■ Records from a collection:
────────────────────────────────────────

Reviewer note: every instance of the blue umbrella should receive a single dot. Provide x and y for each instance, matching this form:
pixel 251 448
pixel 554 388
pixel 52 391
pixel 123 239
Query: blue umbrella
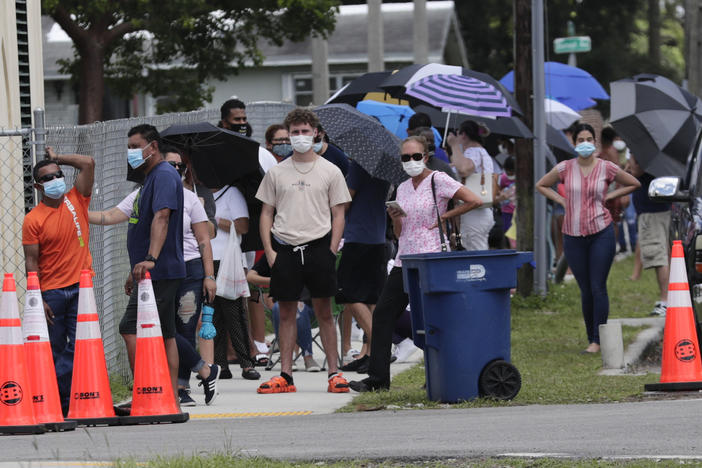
pixel 393 117
pixel 571 86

────────────────────────────────────────

■ Task brief:
Every entry above should be written out again verbatim, with no pictures included.

■ Final answer:
Reviewer note: every instance of the blue umbrella should receive a single dot. Provide x and y for each instance, matching this form:
pixel 251 448
pixel 554 388
pixel 52 391
pixel 123 239
Query: blue umbrella
pixel 393 117
pixel 571 86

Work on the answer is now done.